# Controleer je begrip
1. Geef bij elke bewering aan of ze klopt met de tekst over het Vrouwenverdrag, met ja of nee en de doorslaggevende woorden letterlijk geciteerd: (a) Het gaat om de eerste nationale rapportage. (b) De rapportagecommissie wil dat het verslag uitsluitend in de politiek besproken wordt. (c) Het discriminatieverbod van artikel 1 geldt als een aanscherping van algemene verboden van discriminatie naar geslacht uit andere internationale verdragen.
2. Neem uit de tekst over het Vrouwenverdrag woordelijk het deel over van "In deze Nationale" tot en met "volgende nationale rapportages.".
3. Waar wil de rapportagecommissie volgens de tekst over het Vrouwenverdrag dat de bespreking van het verslag begint?

# Getoonde tekst
_ _ _ _ _

Het Vrouwenverdrag in Nederland anno 1997


5 ALGEMENE CONCLUSIES EN AANBEVELINGEN

5.1 Conclusies

In deze Nationale Rapportage Internationaal Verdrag tegen Discriminatie van Vrouwen - het Verdrag - is getracht helderheid te brengen in de juridische discussie over de betekenis van de diverse verdragsverplichtingen. Voorts is aan de hand van een aantal geselecteerde beleidsterreinen bezien of en in hoeverre sprake is van een juiste implementatie van het Verdrag.

In dit concluderend hoofdstuk zal deze tweeslag terugkomen en wordt ingegaan op de stand van zaken bij het algemene beleid gericht op de verbetering van de positie van vrouwen - de omschrijving van de rapportagecommissie van het begrip emancipatiebeleid -, en op de coördinatietaken die daarbij horen. Verwant aan dat laatste zijn de aanbevelingen voor volgende nationale rapportages.

Alleen bij een gedeelde visie op de betekenis van het Verdrag en de verdragsverplichtingen, en een adequate structuur om deze visie in beleid te concretiseren, kan de implementatie onderwerp zijn van politieke en maatschappelijke discussie. Ook de rechtsontwikkeling is gebaat bij eenduidigheid in de interpretatie van het Verdrag.

De rapportagecommissie hoopt dat deze eerste nationale rapportage niet alleen de politiek de mogelijkheid geeft langs democratische weg haar sturende invloed te doen gelden. Zij hoopt daarnaast dat dit verslag in brede kring besproken wordt, om te beginnen op een conferentie voor allen die bij de rapportage zijn betrokken. Het is immers voor het eerst dat informatie vanuit verschillende relevante bronnen bijeen is gebracht. In die zin kan deze rapportage dienen als instrument voor de noodzakelijke communicatie tussen de belangrijke actoren op het gebied van het emancipatiebeleid en het emancipatieproces in de samenleving.

De rapportagecommissie wijst met klem op het belang van het feit dat dit verdrag de discriminatie van vrouwen beoogt te bestrijden. Dit betekent dat het discriminatieverbod van artikel 1 van het Verdrag is te beschouwen als een aanscherping van in andere internationale verdragen voorkomende algemene verboden van discriminatie naar geslacht.

_ _ _ _ _

# Oefengegevens
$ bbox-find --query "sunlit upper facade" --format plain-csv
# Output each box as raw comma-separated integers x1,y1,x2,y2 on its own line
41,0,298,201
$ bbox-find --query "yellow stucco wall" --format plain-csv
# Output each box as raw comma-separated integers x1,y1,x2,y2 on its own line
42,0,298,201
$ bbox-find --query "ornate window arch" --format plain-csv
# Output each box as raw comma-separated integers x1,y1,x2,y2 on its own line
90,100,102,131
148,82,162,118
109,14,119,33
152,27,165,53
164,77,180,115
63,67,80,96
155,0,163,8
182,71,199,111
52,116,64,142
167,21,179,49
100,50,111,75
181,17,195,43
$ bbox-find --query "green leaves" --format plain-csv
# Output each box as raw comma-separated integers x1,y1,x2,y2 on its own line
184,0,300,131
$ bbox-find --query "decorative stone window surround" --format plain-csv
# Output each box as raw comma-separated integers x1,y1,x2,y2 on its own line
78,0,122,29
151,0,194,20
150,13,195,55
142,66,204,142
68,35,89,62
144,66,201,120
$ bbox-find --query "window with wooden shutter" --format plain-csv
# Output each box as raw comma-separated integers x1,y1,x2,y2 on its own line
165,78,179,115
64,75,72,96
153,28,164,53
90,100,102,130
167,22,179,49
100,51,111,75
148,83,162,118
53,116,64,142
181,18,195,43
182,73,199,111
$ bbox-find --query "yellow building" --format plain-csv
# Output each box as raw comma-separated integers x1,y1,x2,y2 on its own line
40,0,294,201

_ _ _ _ _

# Oplossingen
1.
(a) Ja: "deze eerste nationale rapportage"
(b) Nee: "Zij hoopt daarnaast dat dit verslag in brede kring besproken wordt"
(c) Ja: "het discriminatieverbod van artikel 1 van het Verdrag is te beschouwen als een aanscherping van in andere internationale verdragen voorkomende algemene verboden van discriminatie naar geslacht"

2.
In deze Nationale Rapportage Internationaal Verdrag tegen Discriminatie van Vrouwen - het Verdrag - is getracht helderheid te brengen in de juridische discussie over de betekenis van de diverse verdragsverplichtingen. Voorts is aan de hand van een aantal geselecteerde beleidsterreinen bezien of en in hoeverre sprake is van een juiste implementatie van het Verdrag.

In dit concluderend hoofdstuk zal deze tweeslag terugkomen en wordt ingegaan op de stand van zaken bij het algemene beleid gericht op de verbetering van de positie van vrouwen - de omschrijving van de rapportagecommissie van het begrip emancipatiebeleid -, en op de coördinatietaken die daarbij horen. Verwant aan dat laatste zijn de aanbevelingen voor volgende nationale rapportages.

3. Op een conferentie voor allen die bij de rapportage zijn betrokken.